*Directions*:
Write out the stretch from "Exercise. Mark the nose of" through "pixel 39 103" again in full, shifting each coordinate in the answers by -51.

Records from a pointing dataset
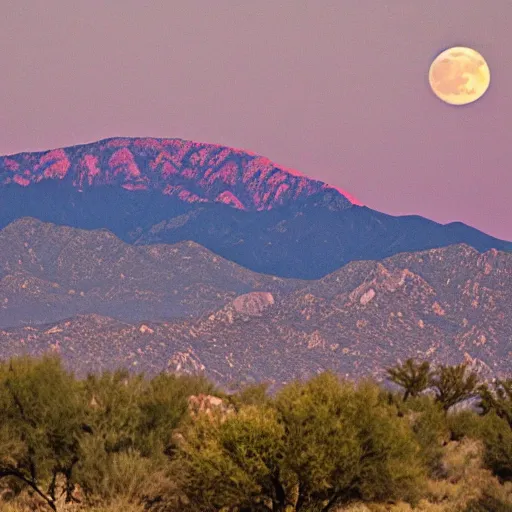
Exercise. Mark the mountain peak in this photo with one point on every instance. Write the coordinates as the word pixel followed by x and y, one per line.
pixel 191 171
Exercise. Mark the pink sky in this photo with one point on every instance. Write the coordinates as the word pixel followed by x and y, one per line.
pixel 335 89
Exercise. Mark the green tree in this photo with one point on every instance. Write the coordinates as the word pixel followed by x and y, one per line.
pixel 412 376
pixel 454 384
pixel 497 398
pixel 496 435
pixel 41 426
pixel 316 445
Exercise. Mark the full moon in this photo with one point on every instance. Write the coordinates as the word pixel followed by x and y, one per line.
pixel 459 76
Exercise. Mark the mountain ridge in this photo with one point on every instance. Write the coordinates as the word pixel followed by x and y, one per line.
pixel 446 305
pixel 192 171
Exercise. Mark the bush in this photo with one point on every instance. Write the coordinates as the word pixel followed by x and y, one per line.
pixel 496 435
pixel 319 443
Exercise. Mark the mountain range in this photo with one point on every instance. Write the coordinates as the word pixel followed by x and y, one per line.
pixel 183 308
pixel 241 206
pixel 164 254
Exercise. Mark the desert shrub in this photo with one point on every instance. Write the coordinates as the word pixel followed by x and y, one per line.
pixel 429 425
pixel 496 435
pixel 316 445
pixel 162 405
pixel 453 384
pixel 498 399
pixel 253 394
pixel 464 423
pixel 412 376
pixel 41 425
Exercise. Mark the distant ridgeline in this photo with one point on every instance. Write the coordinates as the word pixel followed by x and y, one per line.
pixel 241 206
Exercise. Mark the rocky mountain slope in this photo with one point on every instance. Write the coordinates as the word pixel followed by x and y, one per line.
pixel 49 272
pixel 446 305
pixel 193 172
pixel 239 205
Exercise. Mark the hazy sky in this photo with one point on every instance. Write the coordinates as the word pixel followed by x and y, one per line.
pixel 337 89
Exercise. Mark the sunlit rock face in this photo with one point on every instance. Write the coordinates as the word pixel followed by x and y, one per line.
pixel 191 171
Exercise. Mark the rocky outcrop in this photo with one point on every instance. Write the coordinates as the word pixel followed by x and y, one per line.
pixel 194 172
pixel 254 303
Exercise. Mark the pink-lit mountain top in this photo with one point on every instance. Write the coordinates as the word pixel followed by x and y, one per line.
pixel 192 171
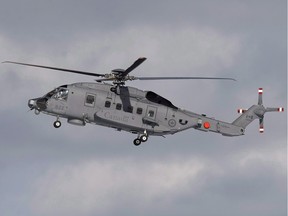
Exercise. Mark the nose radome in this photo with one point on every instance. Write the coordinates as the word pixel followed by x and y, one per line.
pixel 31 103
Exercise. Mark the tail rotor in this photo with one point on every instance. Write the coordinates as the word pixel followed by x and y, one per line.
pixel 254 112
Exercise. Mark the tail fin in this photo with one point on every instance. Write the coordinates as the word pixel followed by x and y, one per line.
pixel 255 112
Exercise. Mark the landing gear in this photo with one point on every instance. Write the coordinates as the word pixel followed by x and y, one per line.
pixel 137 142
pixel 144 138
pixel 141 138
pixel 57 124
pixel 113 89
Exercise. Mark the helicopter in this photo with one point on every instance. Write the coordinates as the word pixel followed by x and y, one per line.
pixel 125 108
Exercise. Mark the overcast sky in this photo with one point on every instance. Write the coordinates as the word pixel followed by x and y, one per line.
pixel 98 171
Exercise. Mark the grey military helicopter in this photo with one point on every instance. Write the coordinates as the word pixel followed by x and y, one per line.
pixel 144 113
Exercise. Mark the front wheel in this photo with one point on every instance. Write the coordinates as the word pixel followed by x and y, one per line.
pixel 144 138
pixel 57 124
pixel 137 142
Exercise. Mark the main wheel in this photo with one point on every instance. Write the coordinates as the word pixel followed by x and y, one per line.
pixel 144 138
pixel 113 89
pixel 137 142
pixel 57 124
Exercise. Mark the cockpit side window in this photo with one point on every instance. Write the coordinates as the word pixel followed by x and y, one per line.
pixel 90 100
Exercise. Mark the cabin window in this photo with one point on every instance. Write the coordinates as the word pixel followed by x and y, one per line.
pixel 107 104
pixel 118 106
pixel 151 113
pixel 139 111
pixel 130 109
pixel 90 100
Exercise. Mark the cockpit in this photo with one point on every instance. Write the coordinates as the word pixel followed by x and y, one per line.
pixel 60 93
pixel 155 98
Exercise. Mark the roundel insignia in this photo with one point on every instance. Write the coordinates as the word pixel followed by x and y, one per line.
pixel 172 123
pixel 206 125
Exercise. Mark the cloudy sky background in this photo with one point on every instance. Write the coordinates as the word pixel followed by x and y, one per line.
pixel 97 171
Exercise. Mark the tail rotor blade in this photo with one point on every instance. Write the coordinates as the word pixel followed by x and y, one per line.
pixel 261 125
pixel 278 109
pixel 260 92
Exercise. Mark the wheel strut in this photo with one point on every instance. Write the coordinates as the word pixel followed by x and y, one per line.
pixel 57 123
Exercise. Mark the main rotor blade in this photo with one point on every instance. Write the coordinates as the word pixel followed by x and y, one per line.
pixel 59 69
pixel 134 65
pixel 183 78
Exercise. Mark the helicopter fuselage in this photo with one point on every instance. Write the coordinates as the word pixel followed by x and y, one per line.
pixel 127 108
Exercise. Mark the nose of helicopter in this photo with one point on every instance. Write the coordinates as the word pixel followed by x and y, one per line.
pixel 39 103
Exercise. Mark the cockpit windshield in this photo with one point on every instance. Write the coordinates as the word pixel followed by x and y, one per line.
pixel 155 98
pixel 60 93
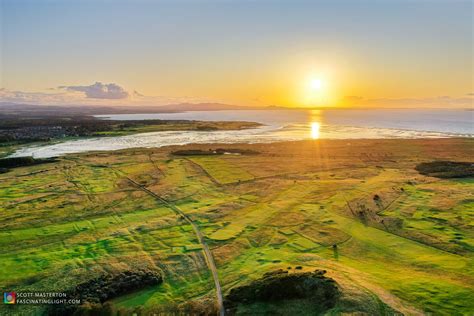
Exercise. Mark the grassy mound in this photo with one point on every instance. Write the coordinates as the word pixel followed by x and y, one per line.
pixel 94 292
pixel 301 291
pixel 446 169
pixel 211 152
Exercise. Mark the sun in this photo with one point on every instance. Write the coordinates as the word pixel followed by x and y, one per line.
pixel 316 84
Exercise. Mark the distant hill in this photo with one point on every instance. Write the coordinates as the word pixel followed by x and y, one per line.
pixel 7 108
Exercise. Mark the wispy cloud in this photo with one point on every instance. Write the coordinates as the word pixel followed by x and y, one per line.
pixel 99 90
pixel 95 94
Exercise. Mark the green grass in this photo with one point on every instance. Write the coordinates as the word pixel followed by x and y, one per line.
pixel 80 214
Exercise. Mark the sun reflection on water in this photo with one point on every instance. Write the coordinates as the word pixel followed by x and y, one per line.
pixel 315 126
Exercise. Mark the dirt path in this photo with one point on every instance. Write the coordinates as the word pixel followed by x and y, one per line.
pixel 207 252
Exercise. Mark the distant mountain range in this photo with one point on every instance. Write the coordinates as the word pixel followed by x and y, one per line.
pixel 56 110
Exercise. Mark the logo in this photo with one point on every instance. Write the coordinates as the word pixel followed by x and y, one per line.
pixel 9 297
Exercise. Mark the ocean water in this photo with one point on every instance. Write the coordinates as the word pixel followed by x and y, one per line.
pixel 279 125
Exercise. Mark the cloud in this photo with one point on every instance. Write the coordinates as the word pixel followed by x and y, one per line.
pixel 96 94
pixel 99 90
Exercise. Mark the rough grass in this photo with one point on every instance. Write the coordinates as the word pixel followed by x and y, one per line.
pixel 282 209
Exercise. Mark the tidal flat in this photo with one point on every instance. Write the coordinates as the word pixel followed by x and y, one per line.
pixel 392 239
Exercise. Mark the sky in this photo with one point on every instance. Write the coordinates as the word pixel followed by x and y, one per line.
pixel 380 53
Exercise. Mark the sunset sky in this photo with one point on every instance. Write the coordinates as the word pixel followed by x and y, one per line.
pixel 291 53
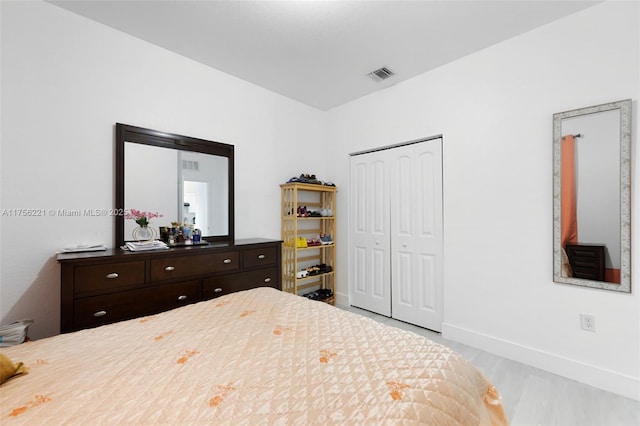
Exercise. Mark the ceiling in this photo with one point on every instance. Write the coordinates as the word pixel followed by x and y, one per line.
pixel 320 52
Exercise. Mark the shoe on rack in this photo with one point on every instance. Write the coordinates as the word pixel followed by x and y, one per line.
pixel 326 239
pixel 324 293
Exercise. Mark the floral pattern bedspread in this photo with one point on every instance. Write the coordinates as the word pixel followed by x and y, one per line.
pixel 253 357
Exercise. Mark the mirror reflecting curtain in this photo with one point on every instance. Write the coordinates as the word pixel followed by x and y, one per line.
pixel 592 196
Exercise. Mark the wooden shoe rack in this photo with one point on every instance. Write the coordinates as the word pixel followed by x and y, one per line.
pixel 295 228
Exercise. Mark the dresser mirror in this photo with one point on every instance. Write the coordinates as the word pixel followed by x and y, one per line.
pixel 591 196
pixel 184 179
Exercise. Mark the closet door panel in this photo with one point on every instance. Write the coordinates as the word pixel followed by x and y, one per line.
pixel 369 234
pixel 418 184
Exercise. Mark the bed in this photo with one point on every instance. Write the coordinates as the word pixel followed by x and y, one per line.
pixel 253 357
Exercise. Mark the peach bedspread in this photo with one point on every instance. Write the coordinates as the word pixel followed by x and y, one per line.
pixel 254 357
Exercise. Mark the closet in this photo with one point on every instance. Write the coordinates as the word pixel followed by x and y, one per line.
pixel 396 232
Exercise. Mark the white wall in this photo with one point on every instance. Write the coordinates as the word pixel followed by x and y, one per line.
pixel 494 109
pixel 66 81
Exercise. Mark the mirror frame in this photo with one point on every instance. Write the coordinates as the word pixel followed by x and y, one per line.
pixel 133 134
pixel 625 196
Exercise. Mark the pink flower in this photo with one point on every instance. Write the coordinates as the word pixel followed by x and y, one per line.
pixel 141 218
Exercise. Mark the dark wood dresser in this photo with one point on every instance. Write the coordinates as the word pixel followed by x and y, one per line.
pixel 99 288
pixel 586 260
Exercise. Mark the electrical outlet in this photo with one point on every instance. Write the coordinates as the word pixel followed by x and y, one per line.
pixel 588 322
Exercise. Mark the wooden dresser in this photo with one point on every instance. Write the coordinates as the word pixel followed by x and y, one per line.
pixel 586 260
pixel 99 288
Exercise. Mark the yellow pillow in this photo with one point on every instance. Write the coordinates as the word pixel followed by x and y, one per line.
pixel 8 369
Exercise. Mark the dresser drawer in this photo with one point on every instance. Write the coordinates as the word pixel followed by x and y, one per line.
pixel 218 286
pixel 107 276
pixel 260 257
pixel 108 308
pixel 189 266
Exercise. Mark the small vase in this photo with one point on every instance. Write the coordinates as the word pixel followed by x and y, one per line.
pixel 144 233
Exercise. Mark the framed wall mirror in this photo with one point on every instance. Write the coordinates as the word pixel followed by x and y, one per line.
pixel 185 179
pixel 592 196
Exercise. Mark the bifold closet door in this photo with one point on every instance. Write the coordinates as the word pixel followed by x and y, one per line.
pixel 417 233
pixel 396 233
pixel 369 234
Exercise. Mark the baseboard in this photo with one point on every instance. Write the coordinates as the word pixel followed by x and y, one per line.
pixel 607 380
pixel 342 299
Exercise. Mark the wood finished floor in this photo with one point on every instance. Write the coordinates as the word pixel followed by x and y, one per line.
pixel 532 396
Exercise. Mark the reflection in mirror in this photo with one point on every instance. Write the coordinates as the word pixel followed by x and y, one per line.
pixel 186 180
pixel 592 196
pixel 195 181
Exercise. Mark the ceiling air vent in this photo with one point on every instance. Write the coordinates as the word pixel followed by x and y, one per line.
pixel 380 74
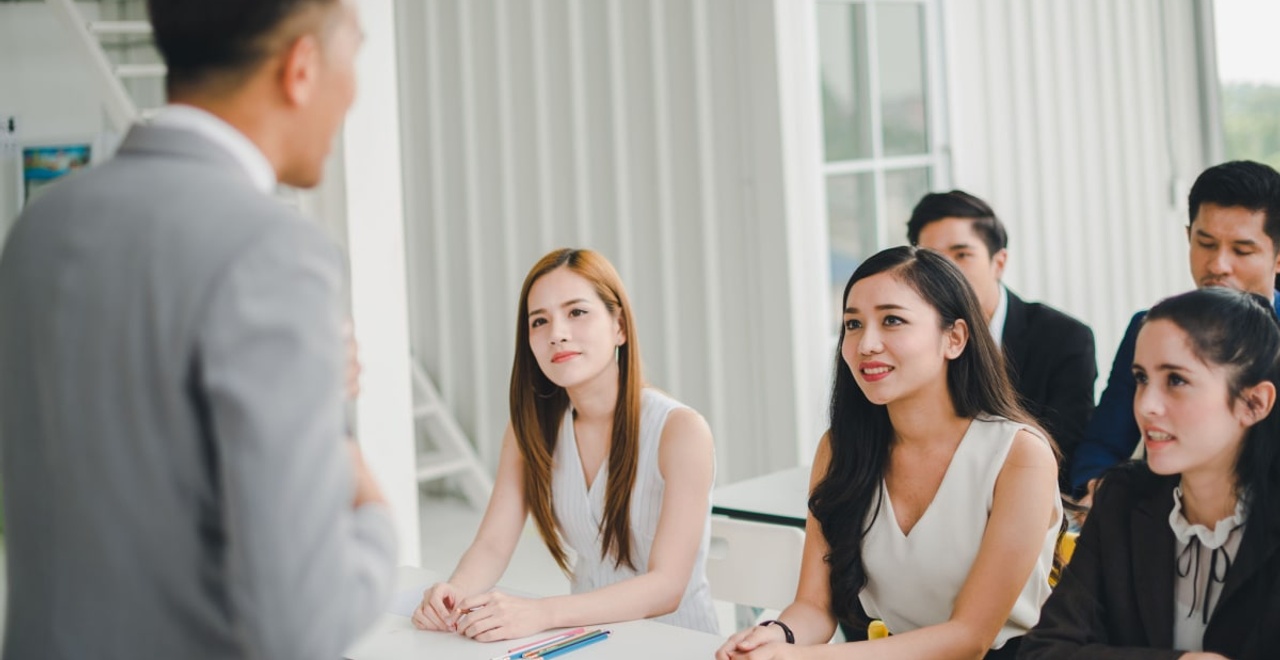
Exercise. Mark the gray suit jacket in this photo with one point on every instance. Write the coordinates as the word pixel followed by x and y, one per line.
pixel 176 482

*Result for this exercise*:
Exercise. Mark the nose of helicopter in this photo with one point on every instance. Write the coordinates as the word pixel followed by x and y, one per line.
pixel -12 52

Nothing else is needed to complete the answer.